• [GIVEN TASK]: Convert every line of the material below into a Markdown table with two columns, Row and Line. Number the rows in order and leave out blank lines.

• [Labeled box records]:
+ + + + +
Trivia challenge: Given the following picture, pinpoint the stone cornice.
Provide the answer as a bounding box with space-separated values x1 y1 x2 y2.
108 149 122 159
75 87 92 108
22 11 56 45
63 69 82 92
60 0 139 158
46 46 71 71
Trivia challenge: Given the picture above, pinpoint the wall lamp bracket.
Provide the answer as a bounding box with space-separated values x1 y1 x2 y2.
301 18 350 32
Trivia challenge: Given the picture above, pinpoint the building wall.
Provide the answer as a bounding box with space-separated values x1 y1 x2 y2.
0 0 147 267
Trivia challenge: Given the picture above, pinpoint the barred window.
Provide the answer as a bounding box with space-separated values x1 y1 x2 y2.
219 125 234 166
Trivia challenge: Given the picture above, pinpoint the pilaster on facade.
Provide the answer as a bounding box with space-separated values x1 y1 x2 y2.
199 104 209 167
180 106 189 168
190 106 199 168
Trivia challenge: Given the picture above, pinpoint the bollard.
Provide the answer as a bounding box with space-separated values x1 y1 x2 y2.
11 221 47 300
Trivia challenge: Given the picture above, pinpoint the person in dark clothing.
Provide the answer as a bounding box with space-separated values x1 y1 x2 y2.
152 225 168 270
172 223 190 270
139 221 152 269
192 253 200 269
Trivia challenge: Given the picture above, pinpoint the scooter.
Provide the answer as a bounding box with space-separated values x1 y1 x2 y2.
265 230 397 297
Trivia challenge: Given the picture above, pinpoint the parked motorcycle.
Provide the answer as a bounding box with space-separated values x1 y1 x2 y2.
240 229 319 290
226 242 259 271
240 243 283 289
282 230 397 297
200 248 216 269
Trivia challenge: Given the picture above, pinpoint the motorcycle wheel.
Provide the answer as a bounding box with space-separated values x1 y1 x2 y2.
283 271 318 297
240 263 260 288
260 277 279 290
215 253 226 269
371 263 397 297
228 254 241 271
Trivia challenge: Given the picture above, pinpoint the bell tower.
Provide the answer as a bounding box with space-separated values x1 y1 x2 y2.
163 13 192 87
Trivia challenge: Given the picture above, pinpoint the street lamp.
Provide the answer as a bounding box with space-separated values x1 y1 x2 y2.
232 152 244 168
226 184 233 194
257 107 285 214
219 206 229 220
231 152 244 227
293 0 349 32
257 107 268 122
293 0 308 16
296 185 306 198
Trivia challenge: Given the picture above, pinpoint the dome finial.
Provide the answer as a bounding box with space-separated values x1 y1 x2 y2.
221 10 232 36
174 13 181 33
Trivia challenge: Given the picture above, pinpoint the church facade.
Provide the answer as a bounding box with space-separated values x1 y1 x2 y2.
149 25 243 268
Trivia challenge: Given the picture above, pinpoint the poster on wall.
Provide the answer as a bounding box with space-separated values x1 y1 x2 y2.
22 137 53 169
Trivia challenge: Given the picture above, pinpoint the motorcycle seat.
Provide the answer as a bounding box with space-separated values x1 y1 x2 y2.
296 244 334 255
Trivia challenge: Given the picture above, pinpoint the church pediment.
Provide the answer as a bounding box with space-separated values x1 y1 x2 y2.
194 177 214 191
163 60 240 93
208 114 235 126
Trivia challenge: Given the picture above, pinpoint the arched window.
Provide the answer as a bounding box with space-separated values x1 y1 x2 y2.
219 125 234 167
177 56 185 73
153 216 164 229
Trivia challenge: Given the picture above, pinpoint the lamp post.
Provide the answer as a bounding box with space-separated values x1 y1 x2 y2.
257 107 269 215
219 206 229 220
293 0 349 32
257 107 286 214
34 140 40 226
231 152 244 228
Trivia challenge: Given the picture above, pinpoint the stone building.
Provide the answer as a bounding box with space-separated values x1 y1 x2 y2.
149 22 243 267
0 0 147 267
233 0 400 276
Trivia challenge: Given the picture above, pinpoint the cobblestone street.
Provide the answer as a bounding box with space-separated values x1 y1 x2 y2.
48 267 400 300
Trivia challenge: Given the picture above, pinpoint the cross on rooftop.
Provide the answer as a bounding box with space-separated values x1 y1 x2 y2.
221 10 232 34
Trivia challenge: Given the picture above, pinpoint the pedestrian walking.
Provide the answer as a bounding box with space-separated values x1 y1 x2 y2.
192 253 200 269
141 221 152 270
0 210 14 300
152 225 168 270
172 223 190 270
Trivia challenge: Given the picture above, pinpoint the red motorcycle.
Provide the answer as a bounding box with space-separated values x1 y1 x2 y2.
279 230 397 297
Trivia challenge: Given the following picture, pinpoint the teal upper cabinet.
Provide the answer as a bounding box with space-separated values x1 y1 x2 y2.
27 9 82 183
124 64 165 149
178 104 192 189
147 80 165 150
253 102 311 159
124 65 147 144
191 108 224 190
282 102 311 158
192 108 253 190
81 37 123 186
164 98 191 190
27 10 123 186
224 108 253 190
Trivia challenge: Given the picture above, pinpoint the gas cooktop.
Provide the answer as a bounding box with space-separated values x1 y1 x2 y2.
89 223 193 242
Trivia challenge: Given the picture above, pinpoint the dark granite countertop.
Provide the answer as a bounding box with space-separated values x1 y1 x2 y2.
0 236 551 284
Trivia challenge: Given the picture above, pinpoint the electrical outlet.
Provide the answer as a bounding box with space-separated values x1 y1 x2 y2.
+ + + + +
• [EXERCISE ANSWER]:
| Row | Line |
|---|---|
| 1 | Trivia challenge: Given the following picture, pinpoint the stone cornice. |
| 2 | Provide the answer as a bounding box with space-separated values x1 y1 x2 y2. |
| 3 | 108 149 122 159 |
| 4 | 75 87 92 108 |
| 5 | 22 11 56 45 |
| 6 | 63 69 82 92 |
| 7 | 60 0 139 158 |
| 8 | 46 46 71 71 |
| 9 | Trivia challenge: Given the picture above, pinpoint the wall lamp bracket. |
| 10 | Provide the answer as a bounding box with space-separated values x1 y1 x2 y2. |
| 11 | 301 18 350 32 |
| 12 | Trivia challenge: Given the picture above, pinpoint the building wall. |
| 13 | Provide the answer as a bounding box with space-separated values x1 y1 x2 y2. |
| 14 | 0 0 147 267 |
| 15 | Trivia challenge: Given the picture above, pinpoint the barred window. |
| 16 | Provide the answer as a bounding box with space-separated values x1 y1 x2 y2. |
| 17 | 219 125 234 166 |
| 18 | Trivia challenge: Given the picture above, pinpoint the pilaster on facade. |
| 19 | Provide the answer as a bounding box with space-separated values x1 y1 x2 y2. |
| 20 | 199 104 209 167 |
| 21 | 180 106 189 168 |
| 22 | 190 106 199 168 |
| 23 | Trivia challenge: Given the picture above, pinpoint the bollard. |
| 24 | Provide the answer as a bounding box with space-separated values x1 y1 x2 y2. |
| 25 | 11 221 47 300 |
| 26 | Trivia challenge: Given the picture above, pinpoint the person in dark clothing. |
| 27 | Provide the answer as a bounding box with space-separated values x1 y1 x2 y2. |
| 28 | 152 225 168 270 |
| 29 | 172 223 190 270 |
| 30 | 139 221 152 269 |
| 31 | 192 253 200 269 |
| 32 | Trivia challenge: Given the picture above, pinpoint the scooter. |
| 33 | Provide the answer as a bounding box with space-separated values x1 y1 x2 y2. |
| 34 | 265 230 397 297 |
| 35 | Trivia challenge: Given the picture above, pinpoint the parked motorcycle. |
| 36 | Provide the answer as a bounding box with space-separated values x1 y1 x2 y2. |
| 37 | 240 229 319 290 |
| 38 | 226 242 259 271 |
| 39 | 240 243 283 289 |
| 40 | 282 230 397 297 |
| 41 | 200 248 216 269 |
| 42 | Trivia challenge: Given the picture above, pinpoint the motorcycle wheel. |
| 43 | Provide the answer as a bounding box with space-separated values x1 y1 x2 y2. |
| 44 | 283 271 318 297 |
| 45 | 240 263 260 288 |
| 46 | 260 277 279 290 |
| 47 | 215 253 226 269 |
| 48 | 371 263 397 297 |
| 49 | 228 254 241 271 |
| 50 | Trivia challenge: Given the picture above, pinpoint the bell tower. |
| 51 | Provide the answer as a bounding box with space-separated values x1 y1 x2 y2. |
| 52 | 163 13 192 87 |
| 53 | Trivia challenge: Given the picture above, pinpoint the street lamp. |
| 54 | Provide the answer as a bounding box with space-separated values x1 y1 x2 y2. |
| 55 | 232 152 244 168 |
| 56 | 226 184 233 194 |
| 57 | 257 107 285 214 |
| 58 | 219 206 229 220 |
| 59 | 231 152 244 227 |
| 60 | 293 0 349 32 |
| 61 | 257 107 268 122 |
| 62 | 293 0 308 16 |
| 63 | 296 185 306 198 |
| 64 | Trivia challenge: Given the picture above, pinpoint the dome finial. |
| 65 | Provide the answer as a bounding box with space-separated values x1 y1 x2 y2. |
| 66 | 221 10 232 36 |
| 67 | 174 13 181 33 |
| 68 | Trivia challenge: Given the picture above, pinpoint the church facade. |
| 69 | Provide the answer as a bounding box with space-separated values x1 y1 x2 y2. |
| 70 | 149 25 243 268 |
| 71 | Trivia challenge: Given the picture above, pinpoint the poster on wall. |
| 72 | Provide the answer as a bounding box with space-separated values x1 y1 x2 y2. |
| 73 | 22 137 53 169 |
| 74 | Trivia challenge: Given the picture above, pinpoint the motorcycle seat. |
| 75 | Provide the answer as a bounding box with space-separated values x1 y1 x2 y2. |
| 76 | 296 244 334 255 |
| 77 | Trivia challenge: Given the picture above, pinpoint the church pediment. |
| 78 | Provide the answer as a bounding box with space-separated values x1 y1 x2 y2. |
| 79 | 194 177 214 191 |
| 80 | 163 60 240 93 |
| 81 | 208 114 235 126 |
| 82 | Trivia challenge: Given the picture above, pinpoint the arched window. |
| 83 | Provide the answer as a bounding box with space-separated values x1 y1 x2 y2. |
| 84 | 219 125 234 167 |
| 85 | 177 56 185 73 |
| 86 | 153 216 164 229 |
| 87 | Trivia challenge: Given the picture above, pinpoint the lamp post. |
| 88 | Provide the answer as a bounding box with space-separated values x1 y1 x2 y2. |
| 89 | 257 107 269 215 |
| 90 | 219 206 229 220 |
| 91 | 293 0 349 32 |
| 92 | 257 107 286 214 |
| 93 | 34 140 40 226 |
| 94 | 231 152 244 228 |
| 95 | Trivia challenge: Given the picture above, pinpoint the stone building. |
| 96 | Provide the answer as a bounding box with space-separated values x1 y1 x2 y2. |
| 97 | 149 22 243 267 |
| 98 | 0 0 147 267 |
| 99 | 233 0 400 276 |
| 100 | Trivia challenge: Given the picture above, pinpoint the cobblestone street. |
| 101 | Provide the answer as a bounding box with space-separated values x1 y1 x2 y2. |
| 102 | 48 267 400 300 |
| 103 | Trivia challenge: Given the picture above, pinpoint the cross on rooftop. |
| 104 | Provide the answer as a bounding box with space-separated values x1 y1 x2 y2. |
| 105 | 221 10 232 34 |
| 106 | Trivia challenge: Given the picture above, pinpoint the pedestrian walking. |
| 107 | Provide the answer as a bounding box with space-separated values x1 y1 x2 y2. |
| 108 | 192 253 200 269 |
| 109 | 141 221 152 270 |
| 110 | 0 210 14 300 |
| 111 | 152 225 168 270 |
| 112 | 172 223 190 270 |
| 113 | Trivia challenge: Given the picture above, pinpoint the red motorcycle. |
| 114 | Provide the answer as a bounding box with space-separated values x1 y1 x2 y2. |
| 115 | 279 230 397 297 |
| 116 | Trivia challenge: Given the following picture, pinpoint the teal upper cabinet. |
| 117 | Provide the answer as a bounding box with space-separated values x1 y1 x2 y2. |
| 118 | 27 9 82 183 |
| 119 | 124 64 165 149 |
| 120 | 178 104 192 189 |
| 121 | 147 80 165 150 |
| 122 | 253 102 311 159 |
| 123 | 124 65 147 144 |
| 124 | 191 108 224 190 |
| 125 | 282 102 311 158 |
| 126 | 192 108 253 190 |
| 127 | 81 37 123 186 |
| 128 | 164 98 191 190 |
| 129 | 27 10 123 186 |
| 130 | 224 108 253 190 |
| 131 | Trivia challenge: Given the picture above, pinpoint the gas cooktop. |
| 132 | Provide the answer as a bounding box with space-separated values x1 y1 x2 y2. |
| 133 | 89 223 193 242 |
| 134 | Trivia challenge: Given the picture above, pinpoint the dark granite countertop. |
| 135 | Provide the answer as a bounding box with space-separated values x1 y1 x2 y2. |
| 136 | 0 236 551 284 |
| 137 | Trivia challenge: Given the picture above, pinpoint the electrical outlet. |
| 138 | Provide the answer as a bounding box with space-separated values x1 y1 x2 y2. |